TRECHO |
<<<<
A viagem no tempo é um sonho para a ciência há muitos anos. Pesquisadores buscam concretizá-la de diversas formas, mas a lógica parece ser inimiga dos fãs de ficção cientifica. O “paradoxo do avô” é um cenário inventado que prova que ir ao passado pode não ser tão simples quanto se pensa.
O nome vem de sua descrição. Nele, uma pessoa viaja ao passado e mata o próprio avô antes de seu pai ou mãe nascer, o que impede a existência do viajante do tempo. Apesar do título, o paradoxo não é apenas sobre um sujeito matar seus antecessores, mas diz respeito a qualquer ação que altere o passado e crie uma contradição.
As primeiras menções a esse debate lógico estão em histórias escritas na década de 1930. Em uma carta à revista americana de ficção científica Amazing Stories, a trama aparece como “o antigo argumento de impedir seu nascimento matando seus avós”
>>>>
(Dados de rotulagem por coordenadas)
<<<<
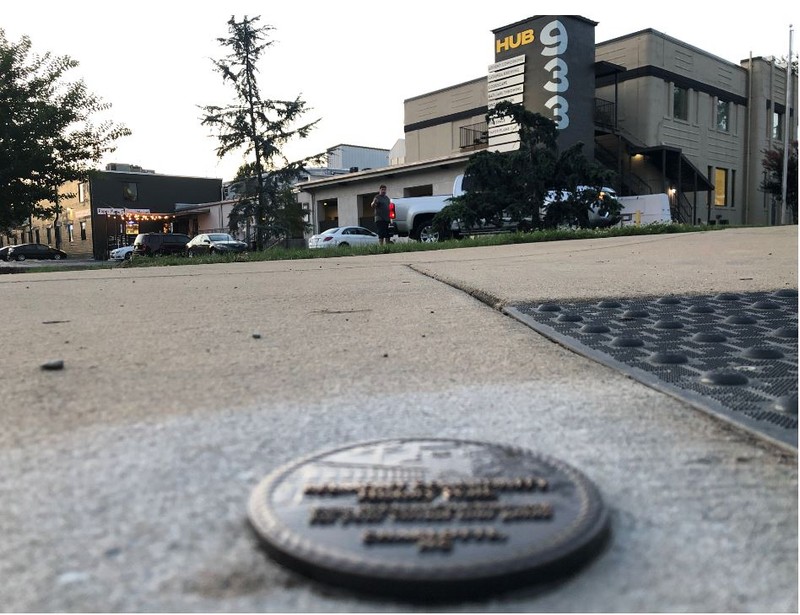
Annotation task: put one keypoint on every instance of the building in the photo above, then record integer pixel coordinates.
(666, 116)
(342, 159)
(113, 206)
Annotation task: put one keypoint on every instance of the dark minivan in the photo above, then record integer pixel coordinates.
(152, 244)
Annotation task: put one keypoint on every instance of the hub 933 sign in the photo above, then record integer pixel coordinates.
(559, 79)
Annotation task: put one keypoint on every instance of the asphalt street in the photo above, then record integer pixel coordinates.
(126, 473)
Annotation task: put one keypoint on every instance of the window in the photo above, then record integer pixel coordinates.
(680, 103)
(130, 192)
(777, 126)
(720, 187)
(723, 115)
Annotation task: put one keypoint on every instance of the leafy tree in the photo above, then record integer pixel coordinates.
(512, 186)
(47, 137)
(773, 180)
(260, 127)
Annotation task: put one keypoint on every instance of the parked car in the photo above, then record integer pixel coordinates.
(159, 244)
(343, 236)
(123, 253)
(214, 243)
(34, 250)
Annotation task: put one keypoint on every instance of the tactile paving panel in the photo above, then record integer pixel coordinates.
(731, 354)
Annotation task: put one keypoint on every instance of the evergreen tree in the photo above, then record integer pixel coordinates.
(47, 137)
(260, 127)
(773, 179)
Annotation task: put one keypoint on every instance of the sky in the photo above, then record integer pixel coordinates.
(353, 62)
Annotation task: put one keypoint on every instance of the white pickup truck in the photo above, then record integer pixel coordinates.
(412, 216)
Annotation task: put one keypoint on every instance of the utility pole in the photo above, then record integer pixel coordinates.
(786, 131)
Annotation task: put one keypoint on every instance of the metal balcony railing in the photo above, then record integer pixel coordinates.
(604, 111)
(473, 136)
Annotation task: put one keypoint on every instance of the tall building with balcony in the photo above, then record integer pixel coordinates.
(666, 116)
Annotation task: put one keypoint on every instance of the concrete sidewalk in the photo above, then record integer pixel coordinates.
(126, 474)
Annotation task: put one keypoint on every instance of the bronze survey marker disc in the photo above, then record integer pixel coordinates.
(425, 518)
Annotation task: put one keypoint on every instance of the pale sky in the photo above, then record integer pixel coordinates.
(354, 62)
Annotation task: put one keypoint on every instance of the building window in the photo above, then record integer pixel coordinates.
(680, 103)
(130, 192)
(723, 115)
(777, 126)
(721, 187)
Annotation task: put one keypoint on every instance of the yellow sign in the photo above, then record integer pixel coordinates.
(512, 41)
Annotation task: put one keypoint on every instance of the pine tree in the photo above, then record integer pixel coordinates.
(258, 126)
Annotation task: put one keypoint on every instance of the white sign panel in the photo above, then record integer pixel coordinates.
(509, 72)
(506, 92)
(507, 63)
(516, 100)
(507, 82)
(504, 147)
(506, 129)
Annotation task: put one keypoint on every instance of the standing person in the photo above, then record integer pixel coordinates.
(380, 205)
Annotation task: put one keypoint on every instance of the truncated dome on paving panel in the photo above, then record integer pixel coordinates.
(429, 518)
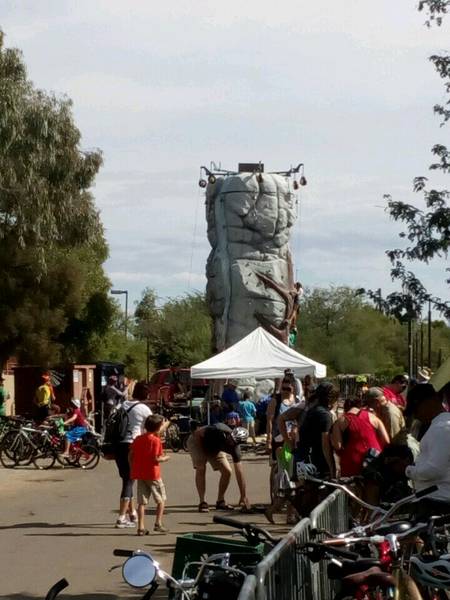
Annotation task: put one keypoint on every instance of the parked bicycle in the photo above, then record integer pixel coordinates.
(212, 577)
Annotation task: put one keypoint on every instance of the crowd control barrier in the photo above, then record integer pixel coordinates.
(284, 573)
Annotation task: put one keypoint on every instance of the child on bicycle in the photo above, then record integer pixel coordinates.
>>>>
O QUE PRODUZIR | Prossiga com o trecho sobre o paradoxo do avô, redigindo o que vem logo após a última frase apresentada.

RESULTADO |
Os enredos iniciais que tratam do paradoxo são o conto Ancestral Voices, de Nathaniel Schachner, publicado em 1933, e o livro Future Times Three, de 1944, de René Barjavel. Após eles, uma série de outras obras abordaram o tópico em vários graus de detalhe.
Paradoxo do avô: variações do mesmo conceito
O físico John Garrison cria uma nova versão do paradoxo com engenharia elétrica. Em seu modelo, um circuito eletrônico envia um sinal através de uma máquina do tempo para se desligar, porém, recebe o sinal antes de enviá-lo.
Uma variante mais histórica do problema é a do “paradoxo do assassinato de Hitler”. Bastante frequente na ficção, nele o protagonista viaja ao passado para abater Adolf Hitler antes que ele possa iniciar a Segunda Guerra Mundial. Nessa caso, o viajante não está impedido fisicamente, mas a ação remove qualquer motivo para a viagem.
Há também a abordagem de universos paralelos para a questão. Quando o sujeito mata seu avô, na verdade, está matando uma versão de seu antepassado em outro universo. Assim, seu mundo original permanece inalterado. Existe o argumento de que, como não é a mesma linha temporal do viajante, esse caso não seria uma autentica viagem no tempo.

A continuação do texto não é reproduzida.